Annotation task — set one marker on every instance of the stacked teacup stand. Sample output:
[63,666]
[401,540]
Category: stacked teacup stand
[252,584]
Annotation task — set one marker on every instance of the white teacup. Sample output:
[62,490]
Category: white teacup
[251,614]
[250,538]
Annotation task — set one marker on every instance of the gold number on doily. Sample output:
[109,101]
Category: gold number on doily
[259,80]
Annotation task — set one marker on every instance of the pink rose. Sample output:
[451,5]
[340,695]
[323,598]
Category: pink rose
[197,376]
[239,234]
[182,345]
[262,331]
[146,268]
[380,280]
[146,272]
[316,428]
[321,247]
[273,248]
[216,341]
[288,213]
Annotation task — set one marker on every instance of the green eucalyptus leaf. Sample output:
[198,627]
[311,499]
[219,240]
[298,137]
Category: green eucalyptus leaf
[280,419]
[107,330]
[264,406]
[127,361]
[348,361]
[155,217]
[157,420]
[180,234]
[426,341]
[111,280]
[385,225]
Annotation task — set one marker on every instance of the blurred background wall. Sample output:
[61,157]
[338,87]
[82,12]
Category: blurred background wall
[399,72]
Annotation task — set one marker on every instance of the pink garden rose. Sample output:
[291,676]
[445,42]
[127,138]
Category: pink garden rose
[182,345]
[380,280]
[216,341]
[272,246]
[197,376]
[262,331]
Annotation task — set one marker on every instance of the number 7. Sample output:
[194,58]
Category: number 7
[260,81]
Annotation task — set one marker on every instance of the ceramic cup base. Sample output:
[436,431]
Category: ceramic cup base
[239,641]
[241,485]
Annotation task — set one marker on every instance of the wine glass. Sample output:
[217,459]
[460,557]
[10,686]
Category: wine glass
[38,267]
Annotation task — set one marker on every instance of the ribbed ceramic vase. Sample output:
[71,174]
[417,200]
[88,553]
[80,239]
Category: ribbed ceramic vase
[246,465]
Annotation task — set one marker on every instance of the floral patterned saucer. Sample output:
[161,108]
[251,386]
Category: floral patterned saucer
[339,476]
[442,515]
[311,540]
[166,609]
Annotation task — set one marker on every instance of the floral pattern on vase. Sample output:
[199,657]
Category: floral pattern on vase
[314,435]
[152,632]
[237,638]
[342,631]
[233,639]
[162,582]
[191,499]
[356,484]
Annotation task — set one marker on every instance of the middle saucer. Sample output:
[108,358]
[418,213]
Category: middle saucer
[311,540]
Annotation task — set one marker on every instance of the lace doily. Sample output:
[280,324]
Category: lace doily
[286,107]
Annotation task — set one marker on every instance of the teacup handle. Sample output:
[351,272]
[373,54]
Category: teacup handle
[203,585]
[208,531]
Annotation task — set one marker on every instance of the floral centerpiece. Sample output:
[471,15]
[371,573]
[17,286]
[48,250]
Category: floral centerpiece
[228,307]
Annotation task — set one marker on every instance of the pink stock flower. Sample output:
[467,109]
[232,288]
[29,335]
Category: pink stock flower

::::

**WHAT THIS TASK INVOLVES:** Change every occurrence of "set one marker" in the material above to "place a single point", keeping all other lines and text the same.

**REPLY:**
Annotation task — place a single point on every instance of the stacked teacup stand. Sample output:
[63,666]
[401,540]
Category: stacked teacup stand
[252,584]
Annotation task — place a single point on every instance of the white teacup. Sample output:
[62,490]
Category: white teacup
[251,614]
[250,538]
Annotation task — place a single point on every instance of the gold number on doily. Sample output:
[109,101]
Category: gold number on doily
[259,80]
Annotation task — place a single point on every instance of the pink rose. Sample output:
[451,5]
[340,695]
[323,598]
Category: pink rose
[197,376]
[239,234]
[182,345]
[262,331]
[146,268]
[380,280]
[146,272]
[316,428]
[321,247]
[273,248]
[216,341]
[288,213]
Annotation task — place a single point on every instance of the green eucalyptus leaf. Sample output:
[198,627]
[311,499]
[219,240]
[298,137]
Category: green eucalyptus leaf
[280,419]
[107,330]
[264,406]
[127,361]
[348,361]
[155,217]
[157,420]
[180,234]
[426,341]
[111,280]
[385,225]
Annotation task — place a single point on every instance of the blurred background wall. Sample output:
[61,157]
[338,87]
[82,12]
Category: blurred background wall
[399,72]
Annotation task — place a single point on every instance of the pink garden rose. Sample output:
[291,676]
[445,42]
[127,138]
Category: pink garden rose
[182,345]
[380,280]
[216,341]
[272,246]
[197,376]
[262,331]
Annotation task — place a single point on every instance of the number 7. Sample output:
[194,58]
Category: number 7
[260,81]
Annotation task — place a single point on every instance of the ceramic cup base. Sample output:
[436,431]
Category: ceramic cup base
[239,641]
[241,485]
Annotation task — place a single point on every instance of the wine glass. Sample output:
[217,459]
[460,557]
[10,686]
Category: wine glass
[38,267]
Annotation task — place a single point on every instance of the ribbed ceramic vase. Sample output:
[71,174]
[417,200]
[88,553]
[80,239]
Category: ribbed ceramic vase
[246,465]
Annotation task — place a single point on every instance of the floral patterned saucer. Sample output:
[161,108]
[251,386]
Category: floral patterned saucer
[339,476]
[442,515]
[311,540]
[166,609]
Annotation task — place a single point on every instance of the floral pattern on vase. Sample output:
[199,657]
Category: floral pattern on vase
[314,435]
[152,632]
[237,638]
[342,631]
[233,639]
[162,582]
[191,499]
[356,484]
Annotation task — place a single point on every instance of the middle saucer. Sample output:
[108,358]
[418,213]
Category: middle saucer
[311,540]
Annotation task — place a single point on every instance of the lace doily. Sample output:
[280,324]
Category: lace doily
[286,107]
Annotation task — place a single point on every instance of the teacup handle. Sample output:
[351,272]
[373,54]
Category: teacup handle
[203,585]
[208,531]
Annotation task — place a single point on every instance of the floral centerpiece. Sample output:
[471,15]
[371,573]
[17,286]
[48,250]
Category: floral centerpiece
[228,307]
Annotation task — place a single point on every instance of the pink stock flower. Sample output:
[467,109]
[232,288]
[29,335]
Category: pink stock flower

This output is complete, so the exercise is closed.